> [WHAT YOU ARE ASKED TO DO]: Turn the lines of data starting at the line that contains "Target: arched window" and ending at the line that contains "(1067, 694)", both included, into a JSON list of strings, one string per line, with any blank lines left out.
====
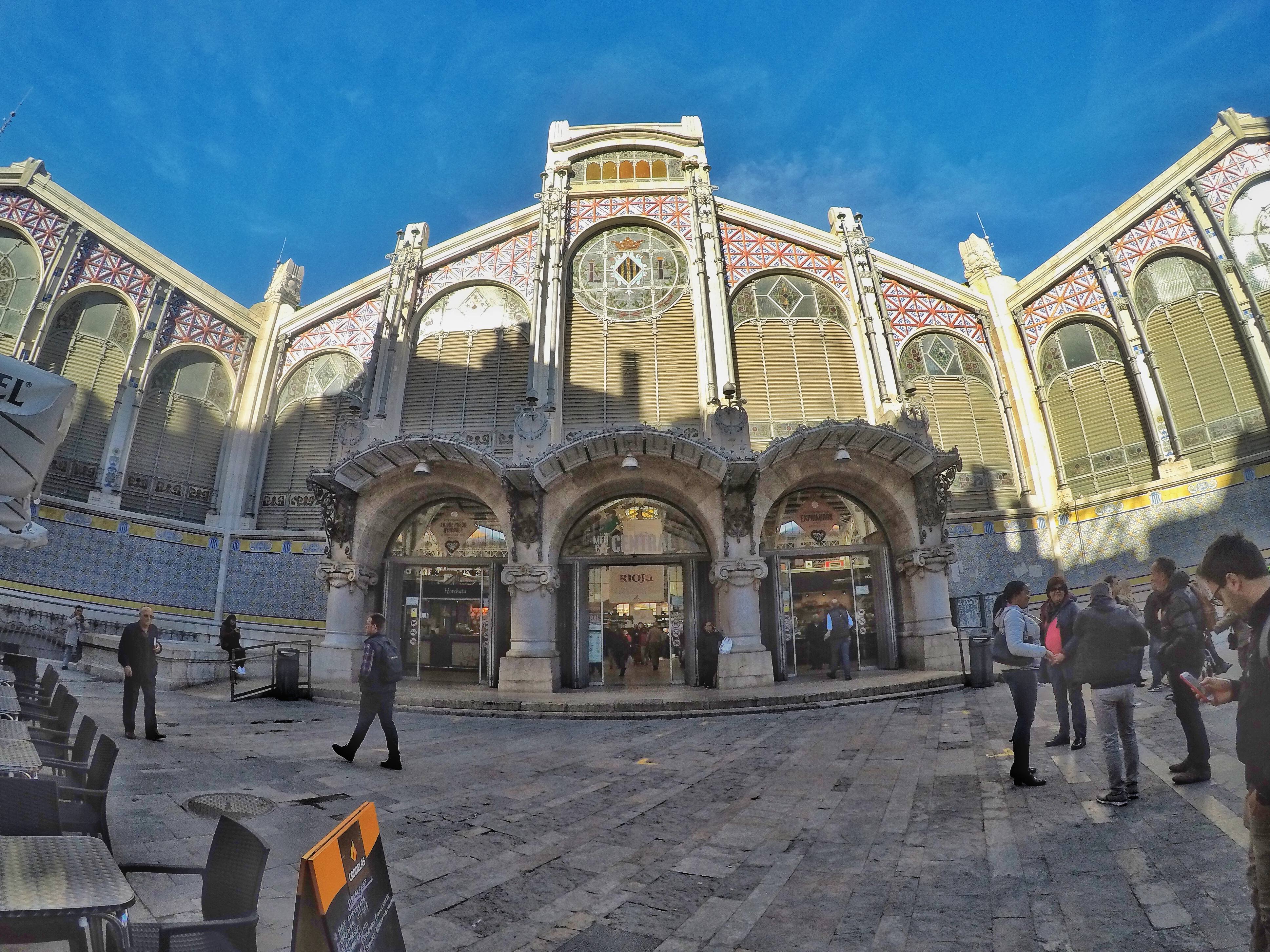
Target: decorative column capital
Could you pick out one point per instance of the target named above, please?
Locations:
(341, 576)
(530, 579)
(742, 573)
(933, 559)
====
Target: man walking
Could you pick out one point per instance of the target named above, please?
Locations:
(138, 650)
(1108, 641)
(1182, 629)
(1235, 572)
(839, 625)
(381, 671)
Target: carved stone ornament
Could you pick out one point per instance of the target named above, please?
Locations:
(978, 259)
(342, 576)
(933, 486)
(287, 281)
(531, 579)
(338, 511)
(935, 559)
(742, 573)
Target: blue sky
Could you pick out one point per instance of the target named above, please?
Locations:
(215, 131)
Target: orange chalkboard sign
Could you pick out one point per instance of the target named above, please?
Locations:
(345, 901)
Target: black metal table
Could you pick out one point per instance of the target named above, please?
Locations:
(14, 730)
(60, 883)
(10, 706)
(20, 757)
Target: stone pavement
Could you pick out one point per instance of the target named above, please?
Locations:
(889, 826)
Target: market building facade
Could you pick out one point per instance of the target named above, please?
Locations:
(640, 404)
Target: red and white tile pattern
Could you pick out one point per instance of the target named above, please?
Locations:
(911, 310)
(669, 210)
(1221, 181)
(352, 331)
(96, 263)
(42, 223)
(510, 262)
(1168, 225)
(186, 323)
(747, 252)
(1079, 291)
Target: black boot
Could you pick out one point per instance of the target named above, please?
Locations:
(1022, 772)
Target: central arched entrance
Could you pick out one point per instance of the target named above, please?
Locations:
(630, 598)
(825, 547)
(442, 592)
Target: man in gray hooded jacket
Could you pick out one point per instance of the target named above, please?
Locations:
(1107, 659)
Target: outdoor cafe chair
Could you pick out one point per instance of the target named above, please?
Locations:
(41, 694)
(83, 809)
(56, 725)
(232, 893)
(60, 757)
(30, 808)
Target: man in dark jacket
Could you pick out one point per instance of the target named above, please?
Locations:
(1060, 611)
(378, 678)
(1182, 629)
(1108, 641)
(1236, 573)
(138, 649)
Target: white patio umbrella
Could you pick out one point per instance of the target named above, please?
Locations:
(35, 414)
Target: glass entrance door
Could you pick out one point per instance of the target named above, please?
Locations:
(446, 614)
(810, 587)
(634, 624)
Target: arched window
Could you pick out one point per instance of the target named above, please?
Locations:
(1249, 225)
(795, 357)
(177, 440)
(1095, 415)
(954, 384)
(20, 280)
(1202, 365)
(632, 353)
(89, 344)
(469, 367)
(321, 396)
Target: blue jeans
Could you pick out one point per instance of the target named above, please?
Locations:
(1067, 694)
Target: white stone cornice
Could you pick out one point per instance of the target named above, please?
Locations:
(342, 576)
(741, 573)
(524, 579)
====
> [FINISHED ANSWER]:
[
  "Target: arched window",
  "Could you pick out one point per instance of the target named above, please?",
  "Locations:",
  "(1249, 225)",
  "(795, 357)",
  "(177, 440)",
  "(1095, 415)",
  "(954, 384)",
  "(20, 280)",
  "(1202, 365)",
  "(632, 353)",
  "(89, 344)",
  "(469, 367)",
  "(321, 396)",
  "Target: blue jeans",
  "Could you pick out one point per instance of the target named above, please?",
  "Locations:",
  "(1067, 694)"
]